BLOQUE DE TEXTO.
La contrapartida es que a la CF le cuesta crear personajes singulares como los que produce la literatura clásica. No encontramos allí ni a Aquiles, ni a Lancelot, ni a la señora Dalloway. Los personajes de CF suelen ser individuos cualesquiera, estereotipos o prototipos débilmente individualizados ya que están ahí especialmente para mostrar cómo un mundo funciona o se estropea. Ellos solo tienen valor de muestra. En última instancia, cualquier personaje sirve con tal de que permita comprender a qué leyes obedece el mundo al que se enfrenta. Los personajes nunca son tan importantes como los mundos en los cuales viven. Dada las condiciones de tal o cual mundo, ¿cómo se adaptan los personajes a él? Dado un grupo de personajes, ¿a qué mundos extraños se enfrentan? Estas son las dos preguntas principales que animan los relatos de CF. De una manera u otra, los personajes son siempre segundos respecto del mundo en el cual se sumergen o del cual intentan escapar.

Se objetará que el verdadero rasgo distintivo de la CF es el recurso a la “ciencia”, razón por la cual se habla justamente de ciencia-ficción. Pero allí también, ciencia –y tecnología– son solo medios (vueltos inherentes al género) para propulsarnos hacia mundos lejanos o para introducirnos en un mundo futuro, tecnológicamente más avanzado. Quizás el recurso a la “ciencia” es lo que singulariza a la CF, pero no es sin embargo lo que la define. Para hablar como Aristóteles, diremos que ciencia y tecnología son propios de la CF, pero no la definen. Por importantes que sean para el género, permanecen subordinadas a la invención, a la composición de mundos otros.

Esto explica de igual modo por qué la CF toma prestado a formas de pensamiento que, también ellas, conciben o imaginan otros mundos, como lo hacen la metafísica, la mitología o la religión. ¿No hay en el fondo de todo autor de CF, antes que un sueño de ciencia, un sueño de mitología, metafísica o religión que se expresa a través de la creación de esos otros mundos? Es justamente porque conciben mundos nuevos que se ha podido ver a Cyrano de Bergerac, Fontenelle o Leibniz como precursores de la CF. Sin dudas, en filosofía, es Leibniz quien llegó más lejos en esta vía ya que en él todo está pensado en términos de mundos, y el mundo real nunca es otra cosa que un mundo entre una infinidad de otros mundos posibles.

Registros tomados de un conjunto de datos
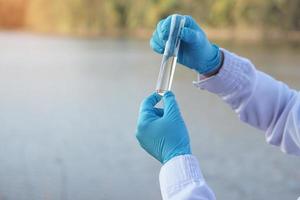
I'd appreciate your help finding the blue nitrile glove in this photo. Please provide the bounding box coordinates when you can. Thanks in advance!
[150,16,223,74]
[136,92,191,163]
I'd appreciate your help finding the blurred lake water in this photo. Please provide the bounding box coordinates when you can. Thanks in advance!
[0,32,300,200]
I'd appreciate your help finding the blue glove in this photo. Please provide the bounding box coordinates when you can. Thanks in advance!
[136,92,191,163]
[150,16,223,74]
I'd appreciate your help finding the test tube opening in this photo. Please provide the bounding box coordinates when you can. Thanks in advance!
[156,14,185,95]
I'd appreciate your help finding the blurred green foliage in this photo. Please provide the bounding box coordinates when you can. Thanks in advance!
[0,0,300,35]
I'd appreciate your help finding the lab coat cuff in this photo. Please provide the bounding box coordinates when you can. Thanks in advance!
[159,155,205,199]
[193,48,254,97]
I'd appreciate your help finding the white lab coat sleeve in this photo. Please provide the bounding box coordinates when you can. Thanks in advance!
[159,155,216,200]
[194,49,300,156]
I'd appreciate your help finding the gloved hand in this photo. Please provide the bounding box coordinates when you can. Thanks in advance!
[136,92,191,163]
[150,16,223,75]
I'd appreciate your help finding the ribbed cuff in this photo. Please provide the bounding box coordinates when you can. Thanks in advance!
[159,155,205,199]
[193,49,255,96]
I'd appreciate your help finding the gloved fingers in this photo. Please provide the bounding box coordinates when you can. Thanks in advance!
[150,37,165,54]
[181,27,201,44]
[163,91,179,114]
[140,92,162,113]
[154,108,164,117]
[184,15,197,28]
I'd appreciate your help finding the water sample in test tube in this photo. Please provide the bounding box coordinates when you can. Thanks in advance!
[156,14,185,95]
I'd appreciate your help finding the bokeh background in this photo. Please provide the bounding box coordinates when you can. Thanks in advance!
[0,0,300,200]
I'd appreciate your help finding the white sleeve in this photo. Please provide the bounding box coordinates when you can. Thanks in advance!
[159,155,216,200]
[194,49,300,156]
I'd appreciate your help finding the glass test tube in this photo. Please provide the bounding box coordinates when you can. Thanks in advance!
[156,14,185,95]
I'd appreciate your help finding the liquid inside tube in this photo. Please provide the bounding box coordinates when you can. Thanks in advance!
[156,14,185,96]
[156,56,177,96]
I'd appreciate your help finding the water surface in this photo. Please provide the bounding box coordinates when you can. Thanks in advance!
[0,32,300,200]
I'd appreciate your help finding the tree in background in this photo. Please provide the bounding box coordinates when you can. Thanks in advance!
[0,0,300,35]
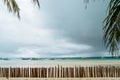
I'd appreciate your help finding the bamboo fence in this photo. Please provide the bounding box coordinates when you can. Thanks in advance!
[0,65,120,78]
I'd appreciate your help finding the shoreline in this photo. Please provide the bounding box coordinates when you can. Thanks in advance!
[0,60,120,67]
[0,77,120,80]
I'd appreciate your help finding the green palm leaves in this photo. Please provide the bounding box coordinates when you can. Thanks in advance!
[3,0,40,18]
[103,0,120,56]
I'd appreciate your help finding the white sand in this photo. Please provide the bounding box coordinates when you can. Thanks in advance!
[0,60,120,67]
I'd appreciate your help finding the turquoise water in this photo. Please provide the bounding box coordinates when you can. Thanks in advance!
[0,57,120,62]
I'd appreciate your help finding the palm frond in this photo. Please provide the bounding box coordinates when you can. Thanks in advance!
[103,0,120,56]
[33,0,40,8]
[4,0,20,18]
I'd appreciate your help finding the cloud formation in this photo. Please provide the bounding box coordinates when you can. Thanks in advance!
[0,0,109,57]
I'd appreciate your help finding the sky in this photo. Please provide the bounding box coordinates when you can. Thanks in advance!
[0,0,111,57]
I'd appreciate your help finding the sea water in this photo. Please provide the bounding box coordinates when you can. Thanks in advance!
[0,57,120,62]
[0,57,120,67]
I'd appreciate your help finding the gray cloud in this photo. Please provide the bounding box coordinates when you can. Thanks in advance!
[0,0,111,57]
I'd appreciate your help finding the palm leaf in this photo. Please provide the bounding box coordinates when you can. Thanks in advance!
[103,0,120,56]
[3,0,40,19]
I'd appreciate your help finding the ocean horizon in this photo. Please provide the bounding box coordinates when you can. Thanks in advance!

CONSIGNA. ¿Qué vendría a continuación en el texto sobre la ciencia ficción? Escribe la continuación a partir de la oración final, la que habla de Leibniz y de los mundos posibles.

EJERCICIO RESUELTO.
Asimismo, la manera en la que hoy se invoca continuamente a la CF a propósito de los progresos tecnológicos, las devastaciones de la Tierra, las visiones utópicas o distópicas, da prueba de un pensamiento por mundos, de los “efectos de mundo” provocados por los flujos de información. Se diría que, de ahora en más, cada información tiene por horizonte la viabilidad, la supervivencia, el acondicionamiento, la destrucción de nuestro mundo y, en el interior de este, las relaciones entre los diversos mundos humanos, animales, vegetales, minerales, en cuanto que componen o descomponen la unidad y la variedad de este mundo. Las noticias ya no refieren a partes aisladas del mundo sin involucrar el estado del mundo en general y sus límites insuperables. Ya no es cada acontecimiento el que está conectado por uno o mil hilos al destino del mundo, sino que es el destino del mundo el que está suspendido al hilo de cada información.

Por eso la noticia tiende a desaparecer para volverse alerta; el informador se convierte en transmisor, vector de alerta en un sistema de alerta permanente y generalizado relativo al estado político, económico, social, ecológico del mundo, tomado en su globalidad; noticias siempre más alarmantes, siempre más aterradoras, apoyadas en cifras, sobre la destrucción del mundo actual. ¿No es inevitable, siendo que la viabilidad de este mundo –y de los múltiples mundos que lo componen y le dan su consistencia– está amenazada desde todas partes? Ya no somos informados sobre una parte del mundo, sino alertados permanentemente sobre el estado general del mundo. El efecto es aplastante. Todos los escenarios, todas las simulaciones e hipótesis que surgen, catastrofistas o no, obligan a pensar en términos de mundo, a “mundializar” el mínimo dato. Y es por eso, independientemente incluso de los relatos de ficción, que se efectúa la confluencia entre el mundo actual y la CF, como si las noticias sobre el estado presente del mundo ya solo fueran una sucesión de relatos anticipatorios sobre su estado futuro.

Sin dudas, cada autor tiene su manera propia de crear mundos, pero si hay un autor que era consciente de esta necesidad, es Philip K. Dick. “Mi trabajo es crear, uno tras otro, los mundos que están en la base de las novelas. Y debo construirlas de tal modo que no colapsen al cabo de dos días. Al menos, es lo que esperan mis editores”. Y añade enseguida: “Pero voy a revelarles un secreto: amo crear mundos que se caigan realmente a pedazos al cabo de dos días. Me gusta ver cómo se desintegran y me gusta lo que hacen los personajes de la novela cuando se ven enfrentados a ese problema. Tengo una secreta predilección por el caos. Debería haber más”. Dick responde bien al imperativo CF de crear mundos, pero sus mundos tienen de hecho la particularidad de desmoronarse muy rápido, como si no tuvieran cimientos suficientes para mantenerse en pie por sí mismos o como si carecieran de realidad.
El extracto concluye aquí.